> Excerpt
----------------
In this article, Police1 columnist Janay Gasparini, Ph.D., shares why banning the NYPD at NYC Pride is unsafe and unprogressive.

By Elizabeth Keogh
New York Daily News

NEW YORK — Next year’s Pride parade promises to have all the colors of the rainbow — except NYPD blue.

Organizers of the annual march want to bar a group of gay police officers from participating to “create safer spaces” for marchers, NYC Pride officials said Saturday.

The group also wants to drastically cut the number of cops assigned to protect the massive annual event, which draws an average of 2 million marchers and spectators to the city each year.

“The NYPD is not required to lead first response and security at NYC Pride events,” the group said in a statement. “All aspects of first response and security that can be reallocated to trained private security, community leaders, and volunteers will be reviewed.”

Cops will “provide first response and security only will absolutely necessary,” organizers said.

But the NYPD won’t be missing out on the fun and will be there, despite NYC Pride’s decision, department officials said.

The group’s plans come a day after the Gay Officers Action League — which represents officers from the NYPD and other law enforcement organizations — announced that they were no longer welcome at the parade. NYC Pride was expected to announce the Gay Officers Action League’s exclusion from the parade early next week.

NYC Pride did not name GOAL specifically in a statement released Saturday, but said they would ban all “corrections and law enforcement exhibitors” for the next several years.

“(NYC Pride) is well aware that the city would not allow a large-scale event to occur without police presence. So their response to activist pressure is to take the low road by preventing their fellow community members from celebrating their identities and honoring the shared legacy of the Stonewall Riots,” GOAL President Brian Downey, an NYPD detective, said. “It is demoralizing that Heritage of Pride didn’t have the courage to refer to GOAL by name in its announcement, referring to us only as ‘Law Enforcement Exhibitors.’ The label is not only offensive but dehumanizing for our members.”
----------------
> Available data

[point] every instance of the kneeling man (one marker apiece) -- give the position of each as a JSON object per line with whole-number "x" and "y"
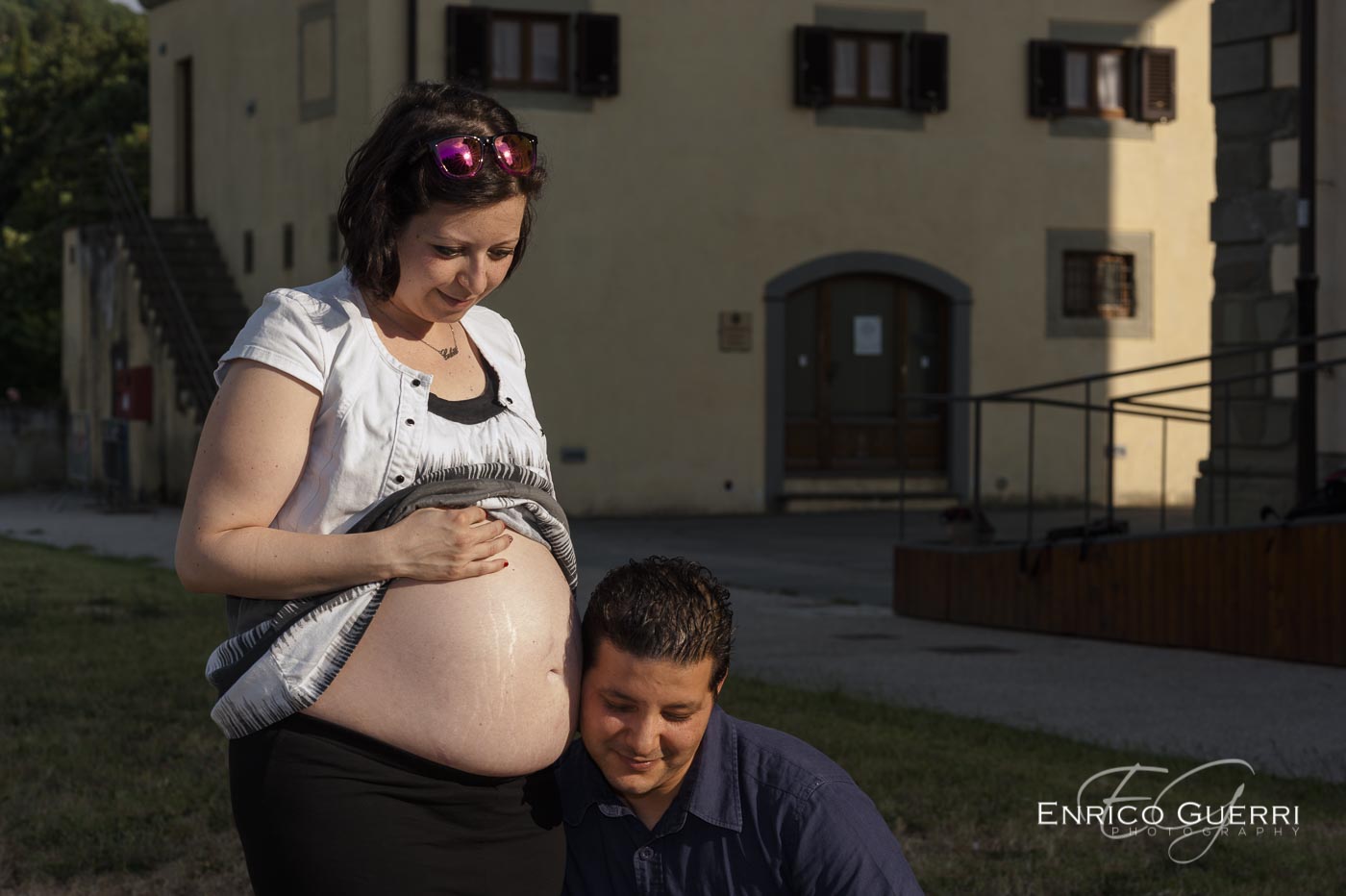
{"x": 665, "y": 792}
----------------
> Required tasks
**a)** Summarize the article about NYC Pride and the NYPD in two sentences.
**b)** List every person named in the article about NYC Pride and the NYPD.
The material has no connection to the text.

> Task-by-task answers
**a)** NYC Pride organizers plan to bar gay police officers from marching and to drastically cut the number of police assigned to the event, shifting security to trained private security, community leaders, and volunteers where possible. The president of the Gay Officers Action League, an NYPD detective, condemned the decision and called the label "law enforcement exhibitors" offensive and dehumanizing.

**b)**
- Janay Gasparini
- Elizabeth Keogh
- Brian Downey